TASKS TO COMPLETE
1/ In the horned frog thread, shorten the paragraph that begins "Im asking for your advice really" into a bulleted list that keeps its main facts.
2/ According to the horned frog thread, where was the frog bred?
3/ Please reproduce the part of the horned frog thread starting with "How hardy are" and going on through "experince with dartfrogs.".

# Are surinam horned frogs easy to keep? possibly buying stunning female



## White_raven666 (Mar 20, 2007)

Hello everyone

Im asking for your advice really. Ive been given the opportunity to buy a female Ceratophrys Cornuta bright green, shes absolutely stunning!! beautiful froggie. Only thing is that I only really have experience with whites tree frogs in terms of amphibians. I know a ten gallon is all shed need her whole life, feed every 3-4 days with crickets or mice or earthworms and keep at about 80F.

How hardy are they? as a friend of mine has had 3 of these in the past and hasnt had any luck with them as theyve died suddenly and without warning and I dont question her care as she does everything by the books and has years of experince with dartfrogs. 

any advice and input will be greatly appreciated
Kelly


----------



## White_raven666 (Mar 20, 2007)

I forgot to mention that for months I intended on getting a normal horned frog (cranwelli or ornata) and own 3 horned frog books.


----------



## Alex M (May 28, 2008)

Is it a fresh import? Is it feeding on rodents etc yet?


----------



## White_raven666 (Mar 20, 2007)

its captivebred from a german breeder. It came over from Hamm today.

Dont know if its eating yet beause its only just come over. 


the more intellegent thing would be to wait until shes eating at the shop before I get her.

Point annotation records

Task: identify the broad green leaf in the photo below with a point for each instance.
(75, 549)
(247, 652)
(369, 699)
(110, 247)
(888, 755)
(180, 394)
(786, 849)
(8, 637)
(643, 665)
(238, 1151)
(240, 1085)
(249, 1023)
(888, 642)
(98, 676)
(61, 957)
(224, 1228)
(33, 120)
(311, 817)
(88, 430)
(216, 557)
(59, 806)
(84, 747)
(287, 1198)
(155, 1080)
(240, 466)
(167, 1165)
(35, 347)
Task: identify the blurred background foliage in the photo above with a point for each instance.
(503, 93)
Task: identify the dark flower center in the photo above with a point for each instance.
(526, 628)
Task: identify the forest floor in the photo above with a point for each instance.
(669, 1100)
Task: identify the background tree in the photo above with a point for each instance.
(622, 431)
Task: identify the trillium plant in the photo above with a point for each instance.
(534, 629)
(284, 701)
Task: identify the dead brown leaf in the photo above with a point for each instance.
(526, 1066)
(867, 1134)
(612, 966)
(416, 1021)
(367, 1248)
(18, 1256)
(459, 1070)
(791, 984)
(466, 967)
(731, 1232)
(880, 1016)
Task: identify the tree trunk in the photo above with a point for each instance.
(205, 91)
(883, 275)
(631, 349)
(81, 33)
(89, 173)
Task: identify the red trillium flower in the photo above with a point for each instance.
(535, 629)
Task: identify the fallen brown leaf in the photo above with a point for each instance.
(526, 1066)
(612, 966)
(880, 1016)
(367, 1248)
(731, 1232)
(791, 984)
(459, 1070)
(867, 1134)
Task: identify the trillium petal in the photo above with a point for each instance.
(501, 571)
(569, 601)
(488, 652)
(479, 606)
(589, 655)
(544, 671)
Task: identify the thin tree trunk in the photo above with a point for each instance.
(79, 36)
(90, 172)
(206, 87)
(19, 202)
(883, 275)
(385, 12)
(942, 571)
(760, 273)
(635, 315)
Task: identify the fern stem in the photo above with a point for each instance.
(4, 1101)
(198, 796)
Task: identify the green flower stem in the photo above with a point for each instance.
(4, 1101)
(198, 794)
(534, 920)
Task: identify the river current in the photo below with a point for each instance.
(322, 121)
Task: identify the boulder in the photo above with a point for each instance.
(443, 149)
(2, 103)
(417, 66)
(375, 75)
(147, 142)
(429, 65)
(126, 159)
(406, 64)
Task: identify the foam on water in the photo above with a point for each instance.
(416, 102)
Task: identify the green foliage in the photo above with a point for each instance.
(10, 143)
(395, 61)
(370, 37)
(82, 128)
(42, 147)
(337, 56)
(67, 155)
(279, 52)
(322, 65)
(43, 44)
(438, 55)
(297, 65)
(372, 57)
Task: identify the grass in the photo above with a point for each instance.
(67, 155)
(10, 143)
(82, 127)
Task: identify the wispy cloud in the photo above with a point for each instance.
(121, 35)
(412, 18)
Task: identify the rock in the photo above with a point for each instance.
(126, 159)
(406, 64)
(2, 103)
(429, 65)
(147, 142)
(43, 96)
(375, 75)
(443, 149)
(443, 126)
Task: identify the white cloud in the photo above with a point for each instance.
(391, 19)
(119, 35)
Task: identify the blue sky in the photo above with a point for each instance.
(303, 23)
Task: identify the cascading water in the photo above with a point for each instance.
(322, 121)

ANSWERS TO THE EXERCISE
1/
- The poster can buy a bright green female Ceratophrys Cornuta and finds her stunning.
- The poster's only amphibian experience is with whites tree frogs.
- A ten gallon tank is all she would need for life.
- She should be fed every 3-4 days with crickets, mice or earthworms.
- She should be kept at about 80F.

2/ It was captive bred by a German breeder.

3/
How hardy are they? as a friend of mine has had 3 of these in the past and hasnt had any luck with them as theyve died suddenly and without warning and I dont question her care as she does everything by the books and has years of experince with dartfrogs.